- _WHAT THE TASK REQUIRES_
Set down exactly, from the records below, the line with "369 348 L 33" through the line with "641 342 L 628", and nothing else.

━━ RECORDS FOR THIS EXERCISE ━━

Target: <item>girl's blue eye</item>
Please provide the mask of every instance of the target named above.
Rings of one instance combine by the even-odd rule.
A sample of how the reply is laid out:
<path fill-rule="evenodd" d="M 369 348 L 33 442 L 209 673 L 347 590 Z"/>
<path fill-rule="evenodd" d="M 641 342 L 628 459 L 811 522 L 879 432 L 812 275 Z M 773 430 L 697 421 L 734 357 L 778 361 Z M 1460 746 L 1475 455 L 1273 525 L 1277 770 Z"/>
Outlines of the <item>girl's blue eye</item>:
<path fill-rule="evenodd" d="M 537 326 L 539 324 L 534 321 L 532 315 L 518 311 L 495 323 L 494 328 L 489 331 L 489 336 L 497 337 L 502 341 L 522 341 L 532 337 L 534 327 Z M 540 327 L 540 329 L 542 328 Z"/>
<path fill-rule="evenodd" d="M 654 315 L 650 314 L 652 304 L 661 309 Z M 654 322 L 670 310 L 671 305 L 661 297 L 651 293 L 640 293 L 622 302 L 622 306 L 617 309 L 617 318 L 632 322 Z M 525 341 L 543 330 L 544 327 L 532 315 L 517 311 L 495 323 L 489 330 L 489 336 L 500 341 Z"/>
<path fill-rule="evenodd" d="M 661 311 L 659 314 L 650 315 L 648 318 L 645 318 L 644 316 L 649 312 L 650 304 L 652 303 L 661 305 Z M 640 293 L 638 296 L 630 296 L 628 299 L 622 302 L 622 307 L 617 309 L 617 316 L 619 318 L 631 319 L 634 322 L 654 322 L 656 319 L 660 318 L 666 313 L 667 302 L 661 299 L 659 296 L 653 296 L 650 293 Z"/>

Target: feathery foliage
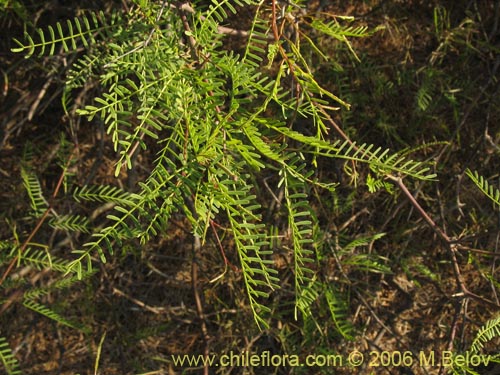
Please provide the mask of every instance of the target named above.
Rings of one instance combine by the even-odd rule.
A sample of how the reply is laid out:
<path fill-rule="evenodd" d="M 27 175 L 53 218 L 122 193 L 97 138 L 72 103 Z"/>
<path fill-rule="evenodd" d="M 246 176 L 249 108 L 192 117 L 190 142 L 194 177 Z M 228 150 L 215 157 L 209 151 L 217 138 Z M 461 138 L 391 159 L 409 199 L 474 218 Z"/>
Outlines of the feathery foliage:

━━━

- _SOLUTION_
<path fill-rule="evenodd" d="M 369 348 L 33 442 L 209 673 L 347 590 Z"/>
<path fill-rule="evenodd" d="M 641 342 L 628 459 L 811 522 L 879 432 L 812 275 Z M 773 430 L 697 421 L 734 357 L 778 361 Z M 1460 746 L 1475 455 L 1273 525 L 1277 770 Z"/>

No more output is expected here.